:: TEXTO CITADO ::
────────
Publicado en Levante de Castellón el 11 de enero de 2019
Empezamos por decir que los
hombres somos víctimas de tanto feminismo, radical o no. Continuamos por creer
que las mujeres son unas quejicas, que no aguantan nada. Seguimos culpando a
las mujeres de utilizar los malos tratos como venganza contra los hombres. Y
acabaremos borrando de los medios la violencia de género, que si no se sabe,
parece que no existe y, además, resulta cansino todo el rato hablando de las
mujeres, como si los hombres no existieran.
Esa
es la lógica del nuevo/viejo fascismo. Esa y la reivindicación del hombre, del
macho, para ser más exactos, como el ser elegido por la divinidad para hacer de
su capa un sayo. Una lógica que ha imperado a lo largo de la historia, en donde
las mujeres han ocupado un papel subalterno, cuando no subsidiario del hombre.
No hay frase más ilustrativa del machismo histórico, que aquella que decía: “detrás
de un gran hombre, hay una gran mujer”. Y eso es lo que no pueden soportar los
hombres que entienden el machismo como un valor de poder sobre la mujer y todo
lo que nos rodea. Porque detrás del machismo que muchos están intentando volver
a poner en alza, sólo existe la intención de dominio, de fuerza sobre el
“hipotéticamente” más débil, y así, trasladar ese pensamiento de dominación al
resto de la sociedad. El hombre domina a la mujer; el hombre domina la
naturaleza; el hombre domina a otros hombres que considera inferiores.
Dicen
que el feminismo es cansino. No digo que algunas mujeres no lo sean, como siempre
que se da voz a un exaltado. Pero es un
cansancio que debemos sufrir, aunque sólo sea para darnos cuenta de que
las mujeres tienen razón en sus reivindicaciones de igualdad y seguridad. A fin
de cuentas, a pesar de los discursos facciosos, las víctimas de la violencia y
la desigualdad son ellas.
¿Y
el machismo? ¿No es cansino? ¿No cansa tener que ser siempre el gallo del
corral? ¿No es aburrido parecer que lo controlamos todo? ¿No es triste tener
que ocultar nuestros sentimientos, para que no parezca que somos “nenazas”?
Quizá, si los hombres hiciéramos una reflexión sobre este asunto, muchas cosas
cambiaría, y los discursos del nuevo machismo conservador serían una anécdota y no una categoría. Además, si
abandonáramos ese concepto erróneo de masculinidad que tenemos, tan ridículo y
destructivo, ¿nos hemos planteado si no seríamos más felices?
────────
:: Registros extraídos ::
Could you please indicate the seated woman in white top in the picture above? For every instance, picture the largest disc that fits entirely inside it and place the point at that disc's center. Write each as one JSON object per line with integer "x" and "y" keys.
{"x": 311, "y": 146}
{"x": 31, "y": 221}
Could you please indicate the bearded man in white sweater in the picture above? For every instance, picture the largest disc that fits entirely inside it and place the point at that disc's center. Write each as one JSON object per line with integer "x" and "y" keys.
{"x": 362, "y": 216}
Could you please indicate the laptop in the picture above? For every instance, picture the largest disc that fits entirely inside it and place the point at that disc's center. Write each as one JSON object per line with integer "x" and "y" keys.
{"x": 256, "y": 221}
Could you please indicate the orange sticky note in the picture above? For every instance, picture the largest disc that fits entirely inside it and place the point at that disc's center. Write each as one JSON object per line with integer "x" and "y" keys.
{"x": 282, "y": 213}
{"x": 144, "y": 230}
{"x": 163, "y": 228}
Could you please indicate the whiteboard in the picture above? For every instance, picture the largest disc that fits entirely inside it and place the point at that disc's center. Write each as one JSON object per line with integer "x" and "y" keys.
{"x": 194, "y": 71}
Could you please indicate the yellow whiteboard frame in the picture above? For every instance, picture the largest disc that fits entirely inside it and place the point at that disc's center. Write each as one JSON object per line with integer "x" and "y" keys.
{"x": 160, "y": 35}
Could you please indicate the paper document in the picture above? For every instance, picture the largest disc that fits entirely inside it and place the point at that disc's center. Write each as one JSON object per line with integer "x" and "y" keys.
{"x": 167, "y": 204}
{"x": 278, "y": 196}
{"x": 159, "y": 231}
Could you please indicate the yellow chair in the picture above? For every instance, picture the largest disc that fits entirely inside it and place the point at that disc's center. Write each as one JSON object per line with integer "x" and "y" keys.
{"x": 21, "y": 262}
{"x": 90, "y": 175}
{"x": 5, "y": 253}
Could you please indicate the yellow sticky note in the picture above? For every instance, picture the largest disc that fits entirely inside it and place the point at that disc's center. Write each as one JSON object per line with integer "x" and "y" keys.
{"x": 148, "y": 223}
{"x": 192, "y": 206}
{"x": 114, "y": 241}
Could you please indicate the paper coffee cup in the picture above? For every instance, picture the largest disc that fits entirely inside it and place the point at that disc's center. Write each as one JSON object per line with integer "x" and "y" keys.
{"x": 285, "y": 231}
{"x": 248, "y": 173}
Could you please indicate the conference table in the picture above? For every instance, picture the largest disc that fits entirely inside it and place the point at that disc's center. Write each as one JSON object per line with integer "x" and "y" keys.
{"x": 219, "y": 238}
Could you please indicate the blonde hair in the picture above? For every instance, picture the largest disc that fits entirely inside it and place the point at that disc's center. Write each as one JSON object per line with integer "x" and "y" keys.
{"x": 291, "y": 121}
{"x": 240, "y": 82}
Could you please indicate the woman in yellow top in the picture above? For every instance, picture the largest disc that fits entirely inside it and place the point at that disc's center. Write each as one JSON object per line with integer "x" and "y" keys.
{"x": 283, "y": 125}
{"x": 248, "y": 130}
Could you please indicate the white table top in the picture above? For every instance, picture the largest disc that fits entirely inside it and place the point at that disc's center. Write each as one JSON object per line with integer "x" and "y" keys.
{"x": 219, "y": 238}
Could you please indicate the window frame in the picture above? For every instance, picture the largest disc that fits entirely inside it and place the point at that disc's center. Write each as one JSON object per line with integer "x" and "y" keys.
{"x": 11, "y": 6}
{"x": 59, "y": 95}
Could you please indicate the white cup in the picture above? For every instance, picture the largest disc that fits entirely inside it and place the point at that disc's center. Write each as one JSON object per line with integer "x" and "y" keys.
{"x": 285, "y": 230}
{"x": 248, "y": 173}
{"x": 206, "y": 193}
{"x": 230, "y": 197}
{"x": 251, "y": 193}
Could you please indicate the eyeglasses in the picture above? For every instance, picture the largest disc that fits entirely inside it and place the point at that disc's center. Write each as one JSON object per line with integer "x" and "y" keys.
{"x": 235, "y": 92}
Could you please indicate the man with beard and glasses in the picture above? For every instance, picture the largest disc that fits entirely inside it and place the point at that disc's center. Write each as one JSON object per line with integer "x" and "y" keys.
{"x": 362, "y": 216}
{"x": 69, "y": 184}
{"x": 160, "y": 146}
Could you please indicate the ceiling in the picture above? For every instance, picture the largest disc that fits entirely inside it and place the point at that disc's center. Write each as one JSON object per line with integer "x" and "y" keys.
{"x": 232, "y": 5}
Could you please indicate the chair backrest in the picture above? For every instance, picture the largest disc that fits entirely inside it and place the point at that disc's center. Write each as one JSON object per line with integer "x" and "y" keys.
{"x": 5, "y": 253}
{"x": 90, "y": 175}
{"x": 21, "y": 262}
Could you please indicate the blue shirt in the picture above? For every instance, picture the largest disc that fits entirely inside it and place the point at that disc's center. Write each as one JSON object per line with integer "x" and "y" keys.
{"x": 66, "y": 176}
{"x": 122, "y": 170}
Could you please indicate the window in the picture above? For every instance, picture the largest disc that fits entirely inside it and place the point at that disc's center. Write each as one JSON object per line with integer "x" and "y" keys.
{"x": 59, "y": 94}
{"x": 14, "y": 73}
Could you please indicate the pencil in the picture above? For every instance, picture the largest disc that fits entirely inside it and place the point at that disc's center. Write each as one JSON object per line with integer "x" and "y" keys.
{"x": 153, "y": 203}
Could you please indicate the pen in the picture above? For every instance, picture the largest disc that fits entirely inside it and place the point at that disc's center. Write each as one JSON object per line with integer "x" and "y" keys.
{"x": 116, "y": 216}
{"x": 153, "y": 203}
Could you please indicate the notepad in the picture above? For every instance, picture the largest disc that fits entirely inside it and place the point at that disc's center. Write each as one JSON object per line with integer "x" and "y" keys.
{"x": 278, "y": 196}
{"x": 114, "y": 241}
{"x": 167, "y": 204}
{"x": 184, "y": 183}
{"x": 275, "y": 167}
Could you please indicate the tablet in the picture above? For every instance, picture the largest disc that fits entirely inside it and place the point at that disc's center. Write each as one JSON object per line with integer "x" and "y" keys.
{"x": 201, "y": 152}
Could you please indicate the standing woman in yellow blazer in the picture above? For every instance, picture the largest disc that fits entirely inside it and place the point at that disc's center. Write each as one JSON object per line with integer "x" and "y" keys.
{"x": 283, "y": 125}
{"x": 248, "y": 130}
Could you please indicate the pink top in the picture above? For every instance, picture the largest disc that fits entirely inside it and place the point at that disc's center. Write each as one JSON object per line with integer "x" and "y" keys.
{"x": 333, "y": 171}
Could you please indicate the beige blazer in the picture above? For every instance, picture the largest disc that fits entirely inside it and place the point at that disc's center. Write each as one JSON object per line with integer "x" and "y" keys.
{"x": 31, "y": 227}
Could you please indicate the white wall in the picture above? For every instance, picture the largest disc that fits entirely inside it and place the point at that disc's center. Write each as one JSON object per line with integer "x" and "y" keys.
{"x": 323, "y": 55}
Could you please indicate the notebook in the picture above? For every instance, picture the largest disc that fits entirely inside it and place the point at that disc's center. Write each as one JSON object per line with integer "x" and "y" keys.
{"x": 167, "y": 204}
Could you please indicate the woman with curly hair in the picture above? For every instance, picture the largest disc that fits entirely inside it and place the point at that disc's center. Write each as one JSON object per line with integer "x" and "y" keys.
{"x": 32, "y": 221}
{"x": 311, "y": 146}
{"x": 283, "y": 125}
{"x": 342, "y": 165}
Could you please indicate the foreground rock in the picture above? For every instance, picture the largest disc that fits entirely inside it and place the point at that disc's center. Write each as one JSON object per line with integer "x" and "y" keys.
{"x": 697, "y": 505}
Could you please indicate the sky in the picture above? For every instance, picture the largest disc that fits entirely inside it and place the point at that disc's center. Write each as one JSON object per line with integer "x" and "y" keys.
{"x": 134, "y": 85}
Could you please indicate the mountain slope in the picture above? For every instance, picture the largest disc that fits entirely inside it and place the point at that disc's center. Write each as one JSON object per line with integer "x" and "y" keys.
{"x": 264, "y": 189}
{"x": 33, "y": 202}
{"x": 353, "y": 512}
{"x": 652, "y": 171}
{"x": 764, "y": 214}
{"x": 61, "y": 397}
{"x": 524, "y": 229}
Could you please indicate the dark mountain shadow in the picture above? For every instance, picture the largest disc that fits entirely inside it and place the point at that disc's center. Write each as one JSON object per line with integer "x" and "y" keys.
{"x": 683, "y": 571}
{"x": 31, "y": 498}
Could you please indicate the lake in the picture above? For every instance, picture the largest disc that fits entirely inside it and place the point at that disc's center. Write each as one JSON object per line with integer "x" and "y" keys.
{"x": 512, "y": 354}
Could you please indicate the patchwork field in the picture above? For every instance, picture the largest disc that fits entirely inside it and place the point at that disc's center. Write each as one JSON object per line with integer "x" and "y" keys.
────────
:: INSTRUCCIONES ::
(1) Imprime el fragmento del artículo que va desde "Quizá, si los" hasta "seríamos más felices?".
(2) Según el artículo, ¿en qué periódico y en qué fecha se publicó?
(3) Resume en menos palabras el párrafo del artículo que empieza por "Dicen que el feminismo es cansino", sin perder sus ideas principales.

:: RESPUESTAS POR TAREA ::
(1)
Quizá, si los hombres hiciéramos una reflexión sobre este asunto, muchas cosas
cambiaría, y los discursos del nuevo machismo conservador serían una anécdota y no una categoría. Además, si
abandonáramos ese concepto erróneo de masculinidad que tenemos, tan ridículo y
destructivo, ¿nos hemos planteado si no seríamos más felices?

(2) En Levante de Castellón, el 11 de enero de 2019.

(3) Se dice que el feminismo es cansino, y quizá algunas mujeres lo sean, como pasa siempre que se da voz a un exaltado. Aun así, es un cansancio que hay que sufrir, aunque sólo sea para ver que las mujeres tienen razón al reclamar igualdad y seguridad, pues las víctimas de la violencia y la desigualdad son ellas.